======== Quoted passage

Msg#: 4533935 posted 8:31 pm on Jan 8, 2013 (gmt 0)

I've been using only IIS/ASP hosting for over twelve years and wish I'd never dropped linux to begin with! By the time I realised the mistake I had a good-sized library of ASP code. :(

I get over the problem with a file of ASP code that traps various IPs, UAs and methods with the aid of a MySQL database of banned and blocked IPs (there is a difference); the database also holds many known ranges for broadband ISPs. Newly auto-blocked (previously unencountered - typically 10 to 20 a day) IPs are analyzed by me and the full range added to the database.

The code file is included in every web page - takes a bit of extra time to load and test but not significant (typically 15 to 40 milliseconds), even with the MySQL IP database behind it (I have a timer that monitors this) and logging the result(s) to half a dozen text-based logs.

My method was adopted some years ago because, at the time, ASP had only an expensive third-party isapi application. Now, I would recommend using the htaccess-like isapi module under IIS. Advantages of that include control of image serving, which my method does not easily cover.

keyplr - extend that IP range to 202.85.192.0 - 202.85.207.255

wilderness

WebmasterWorld Senior Member wilderness us a WebmasterWorld Top Contributor of All Time 10+ Year Member Top Contributors Of The Month



 
Msg#: 4533935 posted 9:58 pm on Jan 8, 2013 (gmt 0)

Many thanks for coming out of lurk-mode ;)

lucy24

WebmasterWorld Senior Member lucy24 us a WebmasterWorld Top Contributor of All Time Top Contributors Of The Month



 
Msg#: 4533935 posted 10:23 pm on Jan 8, 2013 (gmt 0)

i know its a silly question but i have heard of linux and windows shared hosting server till know. No idea about how Apache works.

You're mixing two unrelated things. There are two basic types of server, IIS and Apache. Don't know about IIS, but Apache can run on any operating system. You can also get a pseudo-server that runs Apache on your personal computer (Mac, Windows or Linux) so you can test your site exactly the way it would appear in real life. Including things like site-absolute links and php files that you can't do on your local browser.

================

■ **Problems**
[A] List every posting time that appears in the forum thread.
[B] Quote the forum thread word for word, beginning at the words "My method was" and stopping after "not easily cover.".
[C] Please write what comes next in the forum thread on IIS and Apache hosting, picking up after its final sentence.

======== Information shown

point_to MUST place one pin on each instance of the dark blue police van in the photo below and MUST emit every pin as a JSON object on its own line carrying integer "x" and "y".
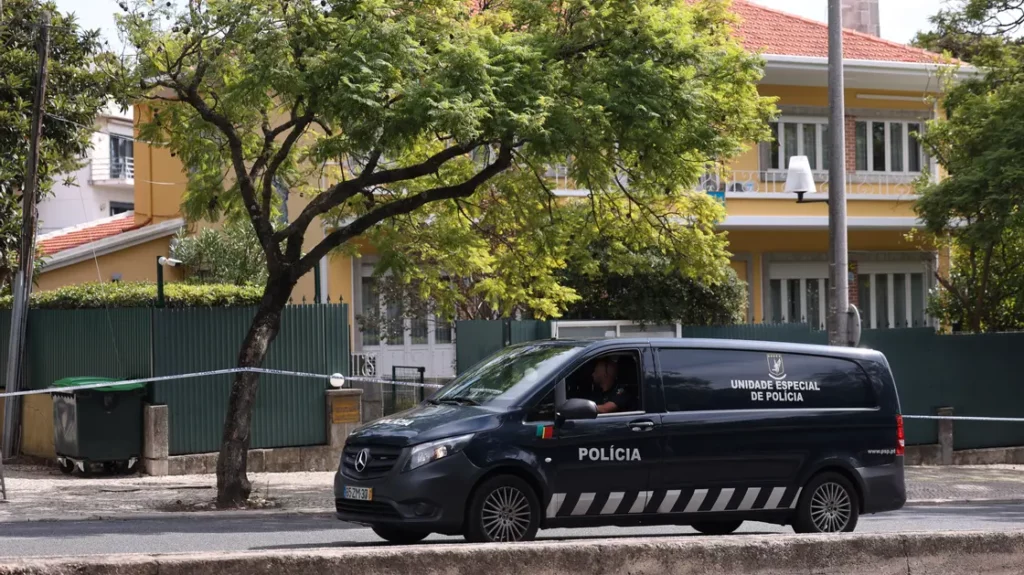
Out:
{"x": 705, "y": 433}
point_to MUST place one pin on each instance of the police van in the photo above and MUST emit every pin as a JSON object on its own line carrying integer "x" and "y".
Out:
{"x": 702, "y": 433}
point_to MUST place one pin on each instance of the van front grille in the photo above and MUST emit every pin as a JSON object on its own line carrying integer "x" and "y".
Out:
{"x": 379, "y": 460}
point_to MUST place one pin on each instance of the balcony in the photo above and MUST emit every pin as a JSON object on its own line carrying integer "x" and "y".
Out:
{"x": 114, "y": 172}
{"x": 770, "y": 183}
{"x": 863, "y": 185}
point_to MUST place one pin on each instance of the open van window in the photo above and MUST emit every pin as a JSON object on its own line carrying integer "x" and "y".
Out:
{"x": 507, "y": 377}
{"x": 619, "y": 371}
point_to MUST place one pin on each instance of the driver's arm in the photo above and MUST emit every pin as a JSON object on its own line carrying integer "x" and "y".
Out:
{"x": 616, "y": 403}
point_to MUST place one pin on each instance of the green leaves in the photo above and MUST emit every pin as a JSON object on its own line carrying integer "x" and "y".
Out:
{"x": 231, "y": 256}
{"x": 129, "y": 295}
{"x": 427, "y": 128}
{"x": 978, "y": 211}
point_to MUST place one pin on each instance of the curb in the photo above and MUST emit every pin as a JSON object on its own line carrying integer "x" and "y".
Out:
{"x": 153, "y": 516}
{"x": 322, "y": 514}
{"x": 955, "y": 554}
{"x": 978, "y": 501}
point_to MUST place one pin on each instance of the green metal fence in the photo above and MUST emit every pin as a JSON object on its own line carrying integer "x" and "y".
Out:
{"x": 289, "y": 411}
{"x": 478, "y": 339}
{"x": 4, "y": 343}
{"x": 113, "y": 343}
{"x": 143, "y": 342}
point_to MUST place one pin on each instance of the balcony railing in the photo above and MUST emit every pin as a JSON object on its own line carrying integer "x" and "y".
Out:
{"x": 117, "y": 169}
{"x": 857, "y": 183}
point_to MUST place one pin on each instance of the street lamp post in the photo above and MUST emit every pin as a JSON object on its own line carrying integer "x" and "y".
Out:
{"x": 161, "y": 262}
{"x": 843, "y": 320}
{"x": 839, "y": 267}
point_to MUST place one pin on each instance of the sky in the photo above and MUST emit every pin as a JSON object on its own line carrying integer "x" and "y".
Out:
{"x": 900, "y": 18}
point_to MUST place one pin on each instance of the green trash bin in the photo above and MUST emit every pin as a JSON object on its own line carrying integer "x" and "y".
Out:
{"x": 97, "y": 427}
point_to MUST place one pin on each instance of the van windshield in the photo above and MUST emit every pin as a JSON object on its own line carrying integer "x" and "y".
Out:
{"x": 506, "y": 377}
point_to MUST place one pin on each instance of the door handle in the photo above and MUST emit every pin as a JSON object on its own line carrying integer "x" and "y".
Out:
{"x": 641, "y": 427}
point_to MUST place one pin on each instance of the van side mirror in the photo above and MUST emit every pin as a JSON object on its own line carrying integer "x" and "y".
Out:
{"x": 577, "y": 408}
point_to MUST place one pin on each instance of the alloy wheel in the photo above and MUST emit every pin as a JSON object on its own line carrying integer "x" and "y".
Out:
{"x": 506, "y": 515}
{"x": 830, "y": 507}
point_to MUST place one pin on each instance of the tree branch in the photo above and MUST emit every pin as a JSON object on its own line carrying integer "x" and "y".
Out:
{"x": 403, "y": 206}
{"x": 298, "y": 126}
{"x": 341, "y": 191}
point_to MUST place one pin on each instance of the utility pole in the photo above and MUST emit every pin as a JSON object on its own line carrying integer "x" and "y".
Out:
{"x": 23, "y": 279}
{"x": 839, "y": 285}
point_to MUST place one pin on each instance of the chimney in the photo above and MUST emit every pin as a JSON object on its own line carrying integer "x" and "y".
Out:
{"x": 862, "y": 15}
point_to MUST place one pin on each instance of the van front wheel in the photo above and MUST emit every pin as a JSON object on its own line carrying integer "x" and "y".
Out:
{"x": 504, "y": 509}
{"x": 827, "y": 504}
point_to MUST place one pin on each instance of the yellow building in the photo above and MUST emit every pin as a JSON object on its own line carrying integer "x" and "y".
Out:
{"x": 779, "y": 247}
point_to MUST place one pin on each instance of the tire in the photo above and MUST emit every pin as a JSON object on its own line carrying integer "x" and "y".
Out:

================

■ **In response**
[A] 8:31 pm, 9:58 pm, 10:23 pm (all on Jan 8, 2013, gmt 0)

[B]
My method was adopted some years ago because, at the time, ASP had only an expensive third-party isapi application. Now, I would recommend using the htaccess-like isapi module under IIS. Advantages of that include control of image serving, which my method does not easily cover.

[C]
You don't need to know what OS your server uses. You only need to know whether it's Apache or not-Apache, because that determines whether you're making your rules in htaccess or, er, something else.

Since Apache is more widely used overall, you will find more people who know what to do about it. F'rinstance, we'd offer up at least three different ways to block a blank user-agent ;)

blend27

WebmasterWorld Senior Member 5+ Year Member



 
Msg#: 4533935 posted 11:55 pm on Jan 8, 2013 (gmt 0)

I am in the same boat as dstiles, except I run ColdFusion(for over a decade and a half) on IIS/MSSQL/MySQL, no need for Apache.

I see a lot of Windows hosts offer "Mod-Rewrite for IIS" on IIS 6/7/7.5 on share hosting plans. There are also several other flavors out there.

.htaccess(and other Apache bells and whistles) is a great tool, but I only use it when I want to block something and don't want to hear about it(like specific SE spiders from Asia) in my custom logs. I don't use IIS logs, due to the fact that all data is stored in very well optimized & encrypted Schema, then there are custom very well optimized CF Apps written on top of that. This way I keep all the Data, all I need to do is back up DB and Code and I am a history, with the history ;).

@pkKumar,

Do your self a favor and start analyzing request headers from your visitors(programmatically record them), then compare them and learn. Take notes on different UAs. 99% of the Bad Bots and Scrapers have them a$* sideways/backwards and in a wrong order. I wount go into the details on this, But that should get You started!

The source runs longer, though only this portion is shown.